**SET EXERCISE 1**
Answer these questions on the text about recessions and depressions:
(a) Which measure of economic activity do depressions relate to?
(b) To what price per ounce was the dollar devalued against gold in 1933?
(c) In what year did the financial crisis that began in 1968 end?

[Start of EXTRACT TO READ]

Recessions affect the dollar measure of economic activity.

Chart 1: United States GDP (Dollars) 1929-2009

While depressions related only to the gold measure of economic activity.

Chart 2: United States Gross Domestic Product (Gold) 1929-2009

However, the most important distinction between a depression and recession can be seen not when we compare depressions to recessions, but when we compare the two measures of the economy to which they refer.

Chart 3: US GDP in Gold (yellow) and Dollars (green) as a percentage of 1929 levels

The considerable and growing discrepancy between the two measures of GDP is the distinguishing feature of post-Great Depression economics, yet it has received little or no attention from economists. It is present in the GDP of every nation, and in the measure of global GDP itself. It is a discrepancy between the purely monetary measure of GDP and real GDP — as measured by gold.

For the United States, it begins with the simple devaluation of the dollar against gold, from $20.67 per ounce to $35 per ounce in 1933, which remains unchanged until 1971. This is followed by the financial crisis of 1968-1971 which ends in 1971 with the default of the United States on its debts, the complete debasement of the dollar, and unchecked loss of dollar purchasing power over the next four decades.

[End of EXTRACT TO READ]
[Start of SUPPLIED MATERIAL]

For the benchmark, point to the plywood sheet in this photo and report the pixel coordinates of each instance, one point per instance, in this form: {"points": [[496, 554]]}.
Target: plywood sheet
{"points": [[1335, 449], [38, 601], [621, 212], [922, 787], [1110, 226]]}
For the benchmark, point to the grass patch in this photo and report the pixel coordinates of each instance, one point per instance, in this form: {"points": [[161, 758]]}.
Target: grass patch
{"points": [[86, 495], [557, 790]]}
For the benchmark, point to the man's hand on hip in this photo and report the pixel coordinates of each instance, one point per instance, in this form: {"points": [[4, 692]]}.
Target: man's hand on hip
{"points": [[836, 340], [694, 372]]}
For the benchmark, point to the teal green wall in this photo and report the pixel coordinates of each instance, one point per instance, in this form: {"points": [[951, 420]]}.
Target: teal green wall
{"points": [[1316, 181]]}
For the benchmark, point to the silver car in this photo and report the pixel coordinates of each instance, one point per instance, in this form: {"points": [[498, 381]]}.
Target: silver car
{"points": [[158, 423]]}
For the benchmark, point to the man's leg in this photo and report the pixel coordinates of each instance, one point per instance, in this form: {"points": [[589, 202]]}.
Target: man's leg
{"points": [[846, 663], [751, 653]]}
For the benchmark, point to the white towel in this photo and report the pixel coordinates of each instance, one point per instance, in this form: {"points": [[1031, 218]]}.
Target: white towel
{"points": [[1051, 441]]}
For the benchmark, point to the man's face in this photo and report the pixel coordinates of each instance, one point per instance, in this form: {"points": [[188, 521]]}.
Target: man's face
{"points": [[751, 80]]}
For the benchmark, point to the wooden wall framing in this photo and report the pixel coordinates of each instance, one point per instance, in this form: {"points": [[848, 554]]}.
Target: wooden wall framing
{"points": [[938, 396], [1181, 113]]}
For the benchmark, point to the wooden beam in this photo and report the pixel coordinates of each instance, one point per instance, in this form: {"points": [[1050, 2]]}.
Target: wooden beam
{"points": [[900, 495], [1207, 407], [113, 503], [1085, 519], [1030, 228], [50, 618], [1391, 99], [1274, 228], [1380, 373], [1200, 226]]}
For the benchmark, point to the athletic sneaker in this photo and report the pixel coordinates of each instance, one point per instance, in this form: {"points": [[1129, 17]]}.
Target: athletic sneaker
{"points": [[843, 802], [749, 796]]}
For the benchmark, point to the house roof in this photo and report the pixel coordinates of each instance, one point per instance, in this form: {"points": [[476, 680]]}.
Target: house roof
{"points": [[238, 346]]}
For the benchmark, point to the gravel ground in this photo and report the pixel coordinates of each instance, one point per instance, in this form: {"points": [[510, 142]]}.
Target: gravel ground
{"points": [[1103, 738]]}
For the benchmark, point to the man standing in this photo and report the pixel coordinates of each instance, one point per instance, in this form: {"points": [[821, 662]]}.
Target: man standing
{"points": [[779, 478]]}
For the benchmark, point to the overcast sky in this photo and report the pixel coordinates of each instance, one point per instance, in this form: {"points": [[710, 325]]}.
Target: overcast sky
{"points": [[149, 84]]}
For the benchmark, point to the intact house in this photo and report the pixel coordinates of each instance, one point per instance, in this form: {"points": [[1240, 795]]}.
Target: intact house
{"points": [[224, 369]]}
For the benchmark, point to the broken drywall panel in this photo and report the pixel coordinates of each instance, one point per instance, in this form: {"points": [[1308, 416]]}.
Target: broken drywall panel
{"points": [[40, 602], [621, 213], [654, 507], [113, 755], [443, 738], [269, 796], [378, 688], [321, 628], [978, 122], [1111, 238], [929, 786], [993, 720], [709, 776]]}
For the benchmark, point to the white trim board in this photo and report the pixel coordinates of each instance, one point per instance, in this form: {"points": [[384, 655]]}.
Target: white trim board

[End of SUPPLIED MATERIAL]

**SET EXERCISE 2**
Please express the entries as a Markdown table with the columns Number and Record line, starting with the first line of the entries and going on through the line with "Target: plywood sheet". Leave out blank lines.

**SOLUTION 1**
(a) The gold measure of economic activity.
(b) $35 per ounce.
(c) 1971.

**SOLUTION 2**
| Number | Record line |
|---|---|
| 1 | For the benchmark, point to the plywood sheet in this photo and report the pixel coordinates of each instance, one point per instance, in this form: {"points": [[496, 554]]}. |
| 2 | Target: plywood sheet |